● **Provided data**

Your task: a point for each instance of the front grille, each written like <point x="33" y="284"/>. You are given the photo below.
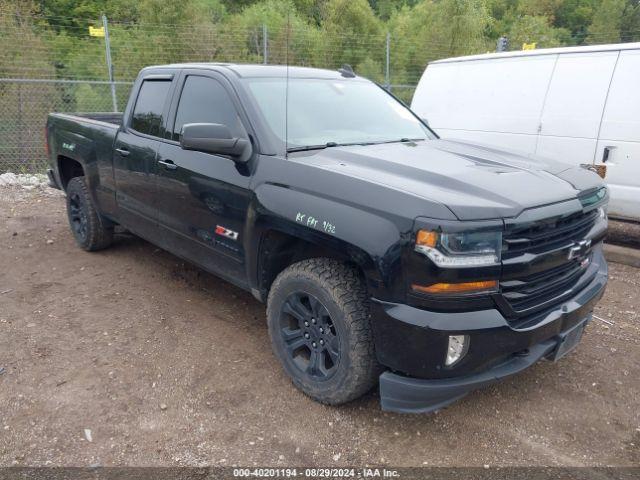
<point x="545" y="235"/>
<point x="542" y="290"/>
<point x="531" y="294"/>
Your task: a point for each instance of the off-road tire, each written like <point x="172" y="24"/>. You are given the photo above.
<point x="90" y="230"/>
<point x="341" y="291"/>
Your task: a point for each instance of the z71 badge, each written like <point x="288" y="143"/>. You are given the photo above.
<point x="225" y="232"/>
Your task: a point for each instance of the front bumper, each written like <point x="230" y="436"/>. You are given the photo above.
<point x="412" y="343"/>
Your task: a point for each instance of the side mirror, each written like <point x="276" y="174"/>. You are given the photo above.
<point x="214" y="138"/>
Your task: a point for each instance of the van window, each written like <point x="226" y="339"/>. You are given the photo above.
<point x="621" y="119"/>
<point x="147" y="113"/>
<point x="204" y="100"/>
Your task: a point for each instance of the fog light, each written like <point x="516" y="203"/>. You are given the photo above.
<point x="458" y="346"/>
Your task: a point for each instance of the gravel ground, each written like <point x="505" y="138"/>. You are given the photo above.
<point x="131" y="357"/>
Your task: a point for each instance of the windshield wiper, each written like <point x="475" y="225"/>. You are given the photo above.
<point x="306" y="148"/>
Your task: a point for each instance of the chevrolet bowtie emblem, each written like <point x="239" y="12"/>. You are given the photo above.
<point x="579" y="249"/>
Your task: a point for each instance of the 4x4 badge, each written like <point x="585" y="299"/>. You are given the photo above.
<point x="579" y="249"/>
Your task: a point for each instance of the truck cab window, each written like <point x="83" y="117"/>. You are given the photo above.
<point x="204" y="100"/>
<point x="147" y="113"/>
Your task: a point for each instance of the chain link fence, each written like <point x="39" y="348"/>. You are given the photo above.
<point x="45" y="69"/>
<point x="56" y="65"/>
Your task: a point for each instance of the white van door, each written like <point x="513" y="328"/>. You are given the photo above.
<point x="496" y="101"/>
<point x="619" y="143"/>
<point x="573" y="107"/>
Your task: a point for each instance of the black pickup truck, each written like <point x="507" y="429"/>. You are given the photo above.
<point x="384" y="254"/>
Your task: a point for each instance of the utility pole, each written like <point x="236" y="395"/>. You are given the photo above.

● **What is required**
For your answer, write out the data exactly and drop every picture.

● **Reply**
Your task: a point for each instance of the front grille, each written like <point x="33" y="284"/>. You are given the photo below.
<point x="545" y="235"/>
<point x="542" y="290"/>
<point x="531" y="294"/>
Your task: a point for each instance of the off-road tire, each written like <point x="172" y="24"/>. You are given the photo above.
<point x="90" y="230"/>
<point x="341" y="291"/>
Your task: a point for each instance of the z71 badge, each written like <point x="288" y="143"/>. You are given the photo above.
<point x="225" y="232"/>
Your task: a point for each instance of the front bumper, each written like <point x="230" y="436"/>. You are given the photo above.
<point x="412" y="343"/>
Your task: a point for each instance of the side mirror, each written like <point x="276" y="174"/>. You are given the photo above.
<point x="214" y="138"/>
Your task: a point for each instance of the van window, each written like <point x="226" y="339"/>. You are given the photo above.
<point x="621" y="119"/>
<point x="147" y="113"/>
<point x="204" y="100"/>
Your task: a point for each instance of the fog light, each written like <point x="516" y="203"/>. You are given the photo above.
<point x="458" y="346"/>
Your task: a point for each instance of the gravel ground, each written like <point x="505" y="138"/>. You are given the photo above.
<point x="131" y="357"/>
Your task: a point for each instance of the windshield wiper, each written like <point x="475" y="225"/>. You are given the photo above.
<point x="306" y="148"/>
Your task: a point for each instance of the chevrolet bowtie emblem, each written like <point x="239" y="12"/>. You are given the photo above.
<point x="579" y="249"/>
Your task: a point for each instance of the 4x4 badge, each written like <point x="585" y="299"/>. You are given the photo above.
<point x="579" y="249"/>
Your task: a point for each instance of the truck cab window, each written like <point x="83" y="117"/>. You are given the photo above.
<point x="204" y="100"/>
<point x="147" y="113"/>
Your task: a point for each instance of the chain link fence, each written like <point x="39" y="348"/>. You are given the photo above.
<point x="45" y="69"/>
<point x="56" y="65"/>
Your task: a point for each instance of the white van door, each written like <point x="513" y="328"/>. You are given the photo above.
<point x="496" y="101"/>
<point x="619" y="143"/>
<point x="573" y="107"/>
Your task: a point for each instance of the black pickup truck, each written like <point x="507" y="429"/>. You are given the photo above.
<point x="384" y="254"/>
Your task: a point for each instance of the utility pole, each written like <point x="236" y="395"/>. You are given the photo above.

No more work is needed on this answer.